■ **DIRECTION 1**:
Rescale the rows starting at the first row and ending at the row containing "point(25, 194)", and reproduce those rows, requests included. Multiply every point coordinate in the answers by 1.65 and round to whole numbers, with halves rounding up; return only those rows.

Rankin County School District is expected to receive an ESEA Title I, 
Part A Recovery Act allocation of $1,680,397. Rankin County School 
District officials told us that they plan to use these funds for 
technology upgrades in the classroom in order to create "21st century 
learning centers" for students and teachers. District officials plan to 
bring new technologies into classrooms, such as laptop computers, 
interactive whiteboards, projectors, document cameras, digital video 
cameras, and printers. The district made the decision to use the ESEA 
Title I, Part A Recovery Act allocation in this way following a 
comprehensive needs assessment and conversations and focus groups with 
principals and teachers. District officials told us that efforts to 
modernize and upgrade classroom technology were already under way, but 
the additional Recovery Act funds will help the school district achieve 
these goals. Additionally, the district wants to use the funds for 
professional development of teachers, including instructing them on the 
use of the new equipment purchased, as well as improving the teachers' 
instructional practices. 

Greenville Public Schools expect to receive an ESEA Title I, Part A 
Recovery Act allocation of $4,329,295. School officials told us that 
they plan to use the additional funds to purchase technology upgrades 
for the classroom in order to create "model classrooms" at each grade 
level. According to district officials, a model classroom is built 
around a set of best practice methodologies for instruction and 
motivation. Creating such a classroom involves purchasing upgraded 
technologies, such as modern computers that are compatible with current 
software, and providing corresponding instruction for teachers. With 
upgraded technologies, Greenville Public Schools can invest in 
supplemental instructional software in mathematics and language arts. 
Based on statewide testing programs, the school district identified 
these subjects as in need of intensive support and effective 
interventions. Additionally, Greenville Public School officials want to 
hire 15 additional teachers to offset teacher reductions caused by 
previous budget cuts. This will change student-to-teacher ratio from 
27: 1 to 22: 1. In determining how the additional allocation will be 
used, Greenville Public Schools officials told us that they took into 
account the opinions of stakeholders, such as parents, local 
businesses, advocacy groups, teachers and administrators. Greenville 
Public Schools held a public community meeting and then a central 
office meeting to determine the best uses of the additional Recovery 
Act funding before submitting its application to MDE for approval.

■ **DIRECTION 2**:
Write the next part of the passage on the school districts' plans for Recovery Act funds, picking up from where it stops.

■ **SUPPLIED RECORDS**:
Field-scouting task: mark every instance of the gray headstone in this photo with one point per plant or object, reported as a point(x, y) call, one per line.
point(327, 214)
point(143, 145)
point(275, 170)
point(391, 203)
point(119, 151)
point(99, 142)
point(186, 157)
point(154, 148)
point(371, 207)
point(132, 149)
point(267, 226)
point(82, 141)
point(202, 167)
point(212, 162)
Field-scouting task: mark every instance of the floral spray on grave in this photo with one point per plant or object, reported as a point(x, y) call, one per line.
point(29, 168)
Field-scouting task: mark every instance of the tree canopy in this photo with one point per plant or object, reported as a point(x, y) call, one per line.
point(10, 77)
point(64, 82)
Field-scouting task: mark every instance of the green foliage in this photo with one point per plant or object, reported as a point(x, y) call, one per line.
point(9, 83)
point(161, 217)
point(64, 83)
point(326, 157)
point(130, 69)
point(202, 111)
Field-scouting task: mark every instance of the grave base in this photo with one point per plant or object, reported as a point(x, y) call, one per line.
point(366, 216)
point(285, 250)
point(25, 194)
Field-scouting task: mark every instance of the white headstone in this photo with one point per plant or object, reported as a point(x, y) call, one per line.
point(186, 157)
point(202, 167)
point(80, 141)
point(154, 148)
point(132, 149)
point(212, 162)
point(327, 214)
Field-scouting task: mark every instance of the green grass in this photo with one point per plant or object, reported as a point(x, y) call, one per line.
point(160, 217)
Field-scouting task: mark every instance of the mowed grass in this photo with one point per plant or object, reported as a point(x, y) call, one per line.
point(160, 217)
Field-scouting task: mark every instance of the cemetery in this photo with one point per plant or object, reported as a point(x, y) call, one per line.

■ **EXPECTED ANSWER 1**:
Field-scouting task: mark every instance of the gray headstone in this photo with one point per plant or object, reported as a point(x, y) call, one per line.
point(540, 353)
point(236, 239)
point(454, 281)
point(645, 335)
point(196, 249)
point(163, 234)
point(307, 259)
point(254, 244)
point(612, 342)
point(218, 246)
point(441, 373)
point(135, 233)
point(333, 276)
point(350, 267)
Field-scouting task: mark every instance of the floral spray on grave in this photo with one point per plant or object, reported as a point(x, y) call, one per line.
point(48, 277)
Field-scouting task: mark every instance of the tree canopy in this photo with one point per plant or object, reported as a point(x, y) call, one per line.
point(17, 127)
point(106, 135)
Field-scouting task: mark every instance of the green foliage in this photo with one point per plant or object, reported as a point(x, y) call, one per line.
point(15, 137)
point(266, 358)
point(106, 137)
point(538, 259)
point(215, 114)
point(333, 183)
Field-scouting task: mark every instance of the grave base in this photo with one point per plant or object, reported as a point(x, y) call, one per line.
point(604, 356)
point(470, 413)
point(41, 320)

■ **EXPECTED ANSWER 2**:
ESEA requires each LEA to use ESEA Title I, Part A funds for the 
participation of children in private schools, as well as for homeless 
and neglected children. The act also allows ESEA Title I, Part A funds 
to be used for children living in local institutions for delinquent 
children, as appropriate. For example, Jackson Public School District 
officials told us that there are 11 private schools and 3 institutions 
for delinquent children in their district that will receive Recovery 
Act ESEA Title I, Part A Recovery Act funds. 

In addition to the set-asides required for ESEA Title I, a 1996 policy 
passed by the Mississippi State Board of Education permits LEAs in 
Mississippi to reserve up to 20 percent of their regular Title I, Part 
A allocation for administrative purposes.[Footnote 28] MDE has 
instructed LEAs that the same policy applies to the Title I, Part A 
Recovery Act allocation. MDE did not require LEAs to discuss in detail 
their plans for the administrative set-asides. However, according to 
state school board policy, such costs can include salaries, benefits, 
travel, and office costs of ESEA Title I bookkeepers; cost of audits; 
and indirect costs. As part of its review process, MDE will ensure that 
set-asides do not exceed 20 percent of the total allocation. Rankin 
County School District and Jackson Public School District officials 
stated that they would consider using administrative funds to hire 
additional bookkeeping staff to handle the additional workload of 
tracking and monitoring the funds.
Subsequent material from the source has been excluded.